- _GOAL 1_
In the issue thread, which schema format does SamiShaikh say the documented limitation concerns?
- _GOAL 2_
Restate the part of the issue thread that opens with "The docs seem" and closes with "to a topic.", putting "protobuf" wherever "avro" appears.

- _EXCERPT TO READ_
Additional context The issue occurs even if you replace CSAS with CREATE and INSERT

suhas-satish commented 1 year ago

This is a known documented limitation - https://github.com/confluentinc/ksql/pull/10036/files

SamiShaikh commented 1 year ago

The docs seem unrelated. The documented limitation is with json schema. This ticket is for avro

havasd commented 4 months ago

do we have any updates on this topic? KSQL is unable to convert the stringified enum field back to the avro serialized index.

ezequielantunez commented 3 months ago

Using a CSAS from a stream having source and target the same avro schema inference using enums. The original avro enum is converted to string in ksqldb. KsqlDB is able to read the avro enums, but is not able to write them back to a topic.

Original enum (part of a namespace) { "name": "eventName", "type": { "type": "enum", "name": "EventName", "doc": "Event name", "symbols": [ "MY_DEFAULT_VALUE" ], "default": "MY_DEFAULT_VALUE" }, "doc": "Event name" },

Resulting enum in ksqlDB { "name": "eventName", "type": { "type": "string", "connect.parameters": { "io.confluent.connect.avro.enum.doc.EventName": "Event name", "io.confluent.connect.avro.enum.default.EventName": "MY_DEFAULT_VALUE", "io.confluent.connect.avro.Enum": "my.namespace.EventName", "io.confluent.connect.avro.Enum.MY_DEFAULT_VALUE": "MY_DEFAULT_VALUE" }, "connect.name": "my.namespace.EventName" }, "doc": "Event name" }

Error: Caused by: java.io.IOException: Incompatible schema {....} with refs [] of type AVRO for schema {...} Set id.compatibility.strict=false to disable this check at io.confluent.kafka.serializers.AbstractKafkaSchemaSerDe.lookupSchemaBySubjectAndId(AbstractKafkaSchemaSerDe.java:544) at io.confluent.kafka.serializers.AbstractKafkaAvroSerializer.serializeImpl(AbstractKafkaAvroSerializer.java:130)

- _DATA_
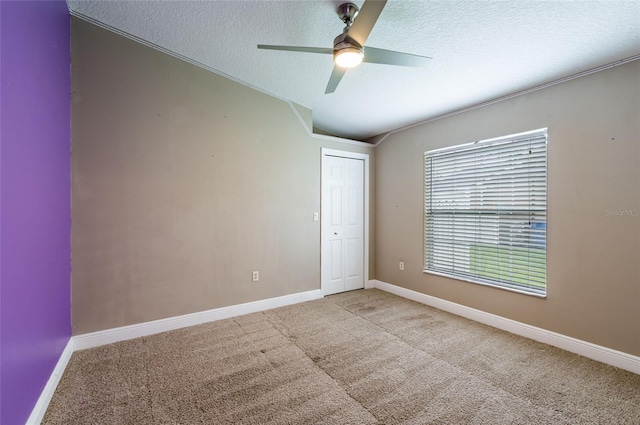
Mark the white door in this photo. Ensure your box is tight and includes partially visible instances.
[321,155,364,295]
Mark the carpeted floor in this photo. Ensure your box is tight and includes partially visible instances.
[43,290,640,425]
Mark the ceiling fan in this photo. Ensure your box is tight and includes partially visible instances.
[258,0,431,94]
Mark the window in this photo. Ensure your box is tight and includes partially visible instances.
[424,129,547,296]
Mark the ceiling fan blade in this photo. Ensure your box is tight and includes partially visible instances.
[362,47,432,68]
[324,66,347,94]
[258,44,333,54]
[347,0,387,46]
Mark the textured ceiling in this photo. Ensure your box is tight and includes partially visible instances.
[68,0,640,140]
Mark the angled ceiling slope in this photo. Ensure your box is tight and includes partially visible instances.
[68,0,640,140]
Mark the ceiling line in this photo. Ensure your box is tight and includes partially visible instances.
[371,55,640,147]
[69,9,373,147]
[69,10,289,102]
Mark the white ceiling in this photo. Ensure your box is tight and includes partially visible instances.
[68,0,640,140]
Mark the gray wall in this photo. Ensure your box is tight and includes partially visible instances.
[375,61,640,355]
[71,18,375,335]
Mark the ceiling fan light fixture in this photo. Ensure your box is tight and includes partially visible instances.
[333,47,364,68]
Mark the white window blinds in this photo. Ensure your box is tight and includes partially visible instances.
[424,129,547,295]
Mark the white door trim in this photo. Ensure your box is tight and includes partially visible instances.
[320,148,373,293]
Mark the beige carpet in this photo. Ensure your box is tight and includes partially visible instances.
[43,290,640,425]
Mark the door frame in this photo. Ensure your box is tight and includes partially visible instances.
[320,148,373,296]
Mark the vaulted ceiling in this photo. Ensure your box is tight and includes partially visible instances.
[68,0,640,140]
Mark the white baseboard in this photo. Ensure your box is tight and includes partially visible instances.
[26,289,322,425]
[26,338,74,425]
[73,289,322,350]
[373,280,640,374]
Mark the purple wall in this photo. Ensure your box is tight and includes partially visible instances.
[0,0,71,425]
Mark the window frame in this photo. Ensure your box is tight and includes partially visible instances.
[423,128,549,298]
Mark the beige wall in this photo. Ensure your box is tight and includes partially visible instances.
[376,61,640,355]
[72,18,375,335]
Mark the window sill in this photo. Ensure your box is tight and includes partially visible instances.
[422,270,547,300]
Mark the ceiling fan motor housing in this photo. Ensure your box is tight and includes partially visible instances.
[338,3,360,28]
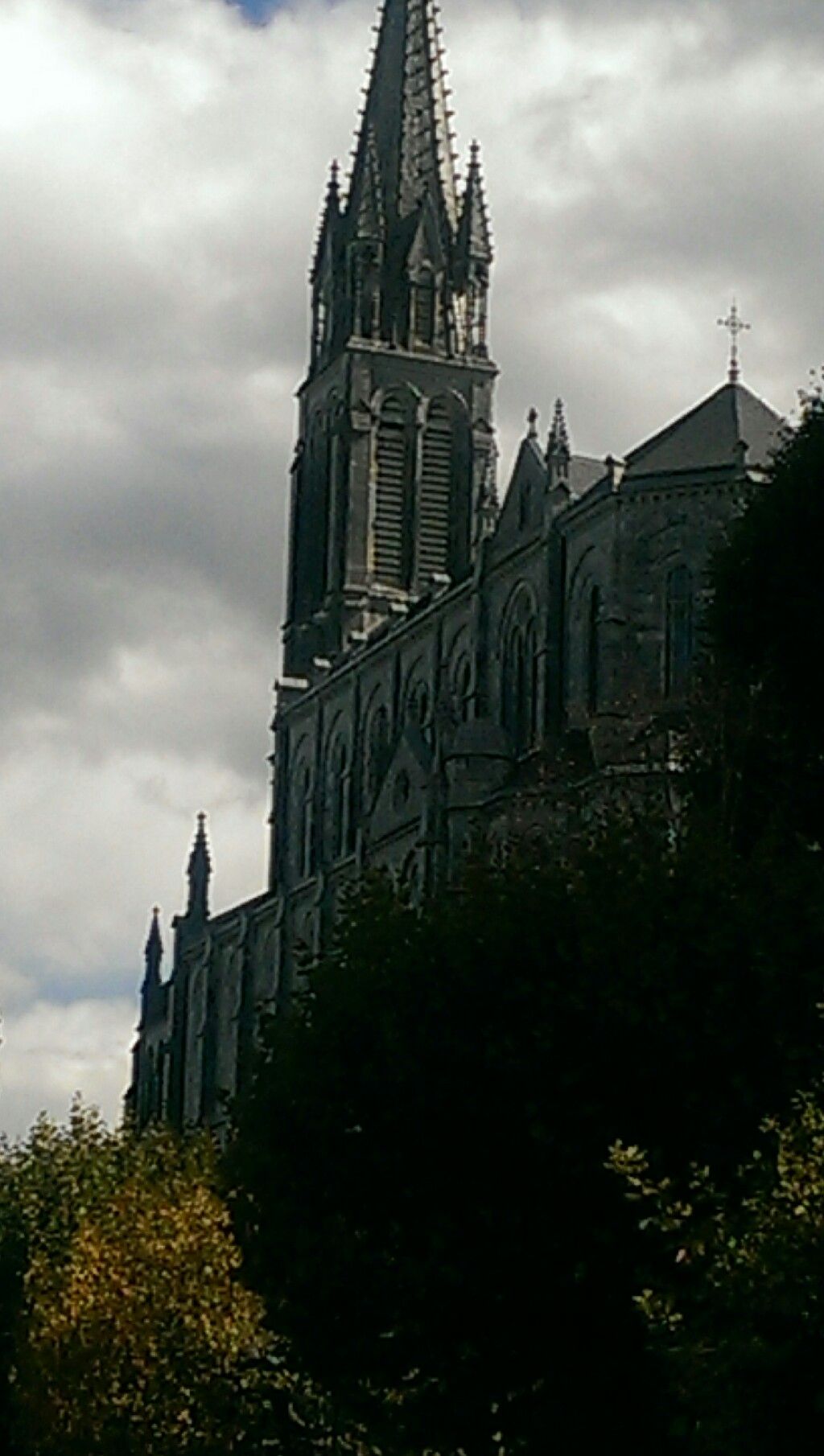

- _WRITTEN RESPONSE 1_
JSON schema.

- _WRITTEN RESPONSE 2_
The docs seem unrelated. The documented limitation is with json schema. This ticket is for protobuf

havasd commented 4 months ago

do we have any updates on this topic? KSQL is unable to convert the stringified enum field back to the protobuf serialized index.

ezequielantunez commented 3 months ago

Using a CSAS from a stream having source and target the same protobuf schema inference using enums. The original protobuf enum is converted to string in ksqldb. KsqlDB is able to read the protobuf enums, but is not able to write them back to a topic.